• Dataset:
* * * * *
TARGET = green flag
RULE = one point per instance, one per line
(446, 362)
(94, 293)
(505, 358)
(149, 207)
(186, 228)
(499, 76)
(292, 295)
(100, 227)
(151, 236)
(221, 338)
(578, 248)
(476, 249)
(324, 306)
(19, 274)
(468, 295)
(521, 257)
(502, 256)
* * * * *
• What to work on:
The full set of entries should be copied out exactly as given.

• Answer below:
TARGET = green flag
RULE = one point per instance, one per line
(446, 362)
(94, 293)
(505, 358)
(149, 207)
(186, 228)
(499, 76)
(292, 295)
(100, 227)
(151, 236)
(221, 338)
(578, 248)
(476, 249)
(324, 306)
(19, 274)
(468, 295)
(521, 257)
(502, 256)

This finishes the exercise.